Source text -
A recent study conducted by an international team of researchers revealed that habituated cannabis users, who smoked pot regularly over a longer period of time, fared worse at midlife compared to their parents.
The research was aimed at examining the economic and social consequences of cannabis usage over a prolonged duration of time. According to the researchers, persistent marijuana users are likely to experience greater financial and work-related difficulties in midlife than those who are not addicted at all or have used it only occasionally. Habituated cannabis users also dealt with relationship troubles, anti-social behavior in the workplace, lack of motivation and bout of depression in adolescence, which worsened as years of regular use continued.
The long-term research was carried out on a sample of 947 people from New Zealand belonging to different socio-economic classes, from skilled professionals to unskilled laborers. They were checked on and interviewed periodically, at the age of 3, 5, 9, 11, 13, 15, 18, 21, 26, 32, till the age of 38. The researchers combed through the large volume of data and compiled the results to find that people who smoked cannabis for four or more days of the week over several years experienced downward social progression. Such people ended up with jobs that paid less, required fewer skills and were less prestigious.
18% (173 participants), were examined to be marijuana reliant in at least one phase of the research; additionally 15 % (140 participants) fell into the regular cannabis use categories, in at least one phase of the research. Those results were also comparable with constant cannabis dependence and constant regular cannabis use.

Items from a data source
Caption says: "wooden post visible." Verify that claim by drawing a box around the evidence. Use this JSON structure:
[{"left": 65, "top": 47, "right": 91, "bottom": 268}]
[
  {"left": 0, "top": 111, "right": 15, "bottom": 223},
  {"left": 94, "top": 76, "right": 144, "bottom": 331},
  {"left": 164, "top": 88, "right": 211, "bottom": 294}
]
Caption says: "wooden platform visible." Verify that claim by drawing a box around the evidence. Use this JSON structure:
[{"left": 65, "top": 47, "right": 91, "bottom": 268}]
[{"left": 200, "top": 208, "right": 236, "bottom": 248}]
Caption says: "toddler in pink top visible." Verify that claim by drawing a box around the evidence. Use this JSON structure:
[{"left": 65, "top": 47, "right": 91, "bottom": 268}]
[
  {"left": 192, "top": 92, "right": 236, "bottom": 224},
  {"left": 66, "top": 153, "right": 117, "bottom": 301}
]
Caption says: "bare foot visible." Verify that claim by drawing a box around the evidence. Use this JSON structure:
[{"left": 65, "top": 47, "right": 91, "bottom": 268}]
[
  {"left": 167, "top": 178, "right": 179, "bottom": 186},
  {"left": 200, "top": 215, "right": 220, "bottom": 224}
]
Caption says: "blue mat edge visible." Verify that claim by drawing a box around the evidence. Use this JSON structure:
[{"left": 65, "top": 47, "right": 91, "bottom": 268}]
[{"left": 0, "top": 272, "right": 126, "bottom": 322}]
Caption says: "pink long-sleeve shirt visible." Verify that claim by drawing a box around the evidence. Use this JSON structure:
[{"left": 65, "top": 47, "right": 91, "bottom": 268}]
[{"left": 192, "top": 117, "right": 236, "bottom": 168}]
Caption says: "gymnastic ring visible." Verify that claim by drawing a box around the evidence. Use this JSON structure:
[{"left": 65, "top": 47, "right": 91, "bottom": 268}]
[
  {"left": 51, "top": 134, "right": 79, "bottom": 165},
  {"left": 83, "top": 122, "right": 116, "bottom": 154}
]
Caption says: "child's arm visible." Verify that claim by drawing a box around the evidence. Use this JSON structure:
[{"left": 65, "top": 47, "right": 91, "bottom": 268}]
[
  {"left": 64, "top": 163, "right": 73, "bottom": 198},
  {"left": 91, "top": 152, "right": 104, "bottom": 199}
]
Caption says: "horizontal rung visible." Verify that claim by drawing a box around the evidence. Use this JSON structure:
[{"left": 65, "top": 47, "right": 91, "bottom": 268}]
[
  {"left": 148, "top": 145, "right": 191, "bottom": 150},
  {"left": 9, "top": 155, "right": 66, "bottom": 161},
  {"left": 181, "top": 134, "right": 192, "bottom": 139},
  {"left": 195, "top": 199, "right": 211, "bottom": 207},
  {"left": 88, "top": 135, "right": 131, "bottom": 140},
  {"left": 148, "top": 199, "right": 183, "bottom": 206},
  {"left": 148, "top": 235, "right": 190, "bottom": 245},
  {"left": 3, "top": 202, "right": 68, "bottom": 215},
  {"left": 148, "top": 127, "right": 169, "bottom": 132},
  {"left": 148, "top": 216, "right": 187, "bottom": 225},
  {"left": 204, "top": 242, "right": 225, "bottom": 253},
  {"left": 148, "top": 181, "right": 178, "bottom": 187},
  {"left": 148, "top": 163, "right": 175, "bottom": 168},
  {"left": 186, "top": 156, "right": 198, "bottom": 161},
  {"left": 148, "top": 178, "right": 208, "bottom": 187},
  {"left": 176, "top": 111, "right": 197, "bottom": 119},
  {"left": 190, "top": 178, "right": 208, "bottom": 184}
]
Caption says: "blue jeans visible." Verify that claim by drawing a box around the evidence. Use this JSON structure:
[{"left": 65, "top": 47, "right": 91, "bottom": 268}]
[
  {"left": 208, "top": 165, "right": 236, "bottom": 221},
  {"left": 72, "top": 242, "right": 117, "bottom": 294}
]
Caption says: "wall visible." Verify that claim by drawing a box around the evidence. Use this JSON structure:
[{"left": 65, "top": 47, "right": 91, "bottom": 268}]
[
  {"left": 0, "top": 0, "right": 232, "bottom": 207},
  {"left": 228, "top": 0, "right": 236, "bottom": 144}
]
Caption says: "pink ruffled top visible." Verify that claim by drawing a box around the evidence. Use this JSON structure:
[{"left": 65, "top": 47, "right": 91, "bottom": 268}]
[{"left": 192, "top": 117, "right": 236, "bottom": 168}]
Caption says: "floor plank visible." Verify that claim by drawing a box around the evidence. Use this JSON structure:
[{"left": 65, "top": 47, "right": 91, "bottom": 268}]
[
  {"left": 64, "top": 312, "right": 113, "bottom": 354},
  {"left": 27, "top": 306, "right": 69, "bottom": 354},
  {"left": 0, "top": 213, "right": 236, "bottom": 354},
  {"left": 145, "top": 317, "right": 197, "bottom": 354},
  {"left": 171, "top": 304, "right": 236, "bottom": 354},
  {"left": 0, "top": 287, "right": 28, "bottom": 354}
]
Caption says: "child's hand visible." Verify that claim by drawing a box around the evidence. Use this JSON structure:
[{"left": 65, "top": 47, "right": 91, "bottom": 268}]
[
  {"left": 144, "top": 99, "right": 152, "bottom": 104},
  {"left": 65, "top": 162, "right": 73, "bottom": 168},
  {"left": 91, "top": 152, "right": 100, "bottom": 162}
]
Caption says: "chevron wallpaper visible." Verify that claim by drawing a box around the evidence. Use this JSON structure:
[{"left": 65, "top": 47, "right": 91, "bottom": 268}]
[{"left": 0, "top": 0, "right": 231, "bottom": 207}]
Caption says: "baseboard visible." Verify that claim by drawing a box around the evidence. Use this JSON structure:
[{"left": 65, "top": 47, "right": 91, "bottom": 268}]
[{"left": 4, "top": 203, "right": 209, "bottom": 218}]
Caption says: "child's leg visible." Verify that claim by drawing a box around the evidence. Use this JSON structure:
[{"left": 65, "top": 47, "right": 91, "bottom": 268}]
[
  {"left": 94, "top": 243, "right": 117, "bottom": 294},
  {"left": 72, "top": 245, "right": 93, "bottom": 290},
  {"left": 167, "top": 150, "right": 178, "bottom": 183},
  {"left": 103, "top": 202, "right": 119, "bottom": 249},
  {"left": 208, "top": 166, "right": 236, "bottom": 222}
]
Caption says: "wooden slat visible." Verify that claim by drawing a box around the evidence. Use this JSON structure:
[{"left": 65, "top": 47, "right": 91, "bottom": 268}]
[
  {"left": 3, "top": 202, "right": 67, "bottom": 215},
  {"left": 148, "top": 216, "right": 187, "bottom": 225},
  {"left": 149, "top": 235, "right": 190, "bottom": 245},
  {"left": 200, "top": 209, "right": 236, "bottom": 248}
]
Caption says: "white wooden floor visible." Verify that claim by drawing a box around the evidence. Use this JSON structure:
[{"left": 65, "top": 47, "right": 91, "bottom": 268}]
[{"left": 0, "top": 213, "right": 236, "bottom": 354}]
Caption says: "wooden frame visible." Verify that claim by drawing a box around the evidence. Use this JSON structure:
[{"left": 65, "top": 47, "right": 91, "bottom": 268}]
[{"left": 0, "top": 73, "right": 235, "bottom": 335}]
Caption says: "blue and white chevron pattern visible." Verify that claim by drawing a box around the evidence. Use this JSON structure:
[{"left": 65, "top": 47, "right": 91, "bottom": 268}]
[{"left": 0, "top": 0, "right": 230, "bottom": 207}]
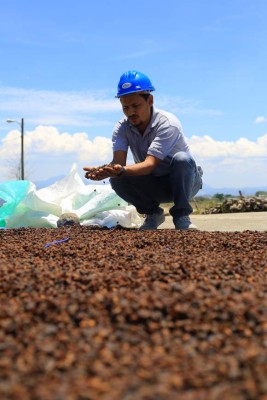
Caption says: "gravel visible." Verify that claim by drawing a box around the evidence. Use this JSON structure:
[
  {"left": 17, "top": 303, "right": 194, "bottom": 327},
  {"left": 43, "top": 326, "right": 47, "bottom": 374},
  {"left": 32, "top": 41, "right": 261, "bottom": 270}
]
[{"left": 0, "top": 226, "right": 267, "bottom": 400}]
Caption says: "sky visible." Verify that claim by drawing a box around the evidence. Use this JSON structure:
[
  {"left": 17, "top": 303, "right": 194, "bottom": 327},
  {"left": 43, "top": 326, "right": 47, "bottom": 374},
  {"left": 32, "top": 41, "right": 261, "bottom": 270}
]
[{"left": 0, "top": 0, "right": 267, "bottom": 188}]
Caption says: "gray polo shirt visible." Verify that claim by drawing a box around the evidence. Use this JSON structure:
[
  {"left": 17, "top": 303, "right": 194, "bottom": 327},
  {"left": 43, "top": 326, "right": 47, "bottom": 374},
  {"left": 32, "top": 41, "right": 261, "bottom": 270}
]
[{"left": 112, "top": 107, "right": 193, "bottom": 176}]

Work task 1 -
In the article on long-term cannabis use, how many people from New Zealand made up the study sample?
Work task 2 -
Retype part of the article on long-term cannabis use, starting at "The long-term research" and ending at "were less prestigious.".
Work task 3 -
Write what comes next in the article on long-term cannabis use, picking up after its last sentence.
The records are separate material and are not part of the article on long-term cannabis use.

Answer area 1 -
947 people.

Answer area 2 -
The long-term research was carried out on a sample of 947 people from New Zealand belonging to different socio-economic classes, from skilled professionals to unskilled laborers. They were checked on and interviewed periodically, at the age of 3, 5, 9, 11, 13, 15, 18, 21, 26, 32, till the age of 38. The researchers combed through the large volume of data and compiled the results to find that people who smoked cannabis for four or more days of the week over several years experienced downward social progression. Such people ended up with jobs that paid less, required fewer skills and were less prestigious.

Answer area 3 -
The research also tried to do a comparative analysis between the consequences of marijuana abuse and alcohol abuse. As per the common belief, marijuana is considered less harmful than alcohol when it comes to health, but the research shows that marijuana users are at a greater risk of serious declines in social class and financial well-being than those who are dependent on alcohol.
According to the researchers, the study was carried out to spread awareness about the dreadful consequences of persistent cannabis usage. Although there have been previous studies in the field of cannabis abuse, it’s the first detailed study that tracks and analyses various factors including the participants’ intelligence, family structure, gender, ethnicity, parental substance abuse, criminal convictions and antisocial behavior over a period of almost four decades. As it accounts for such a wide variety of parameters, the researchers claim that the conclusions derived from it are stronger than all the previous attempts.
Study has been published in the journal Clinical Psychological Science.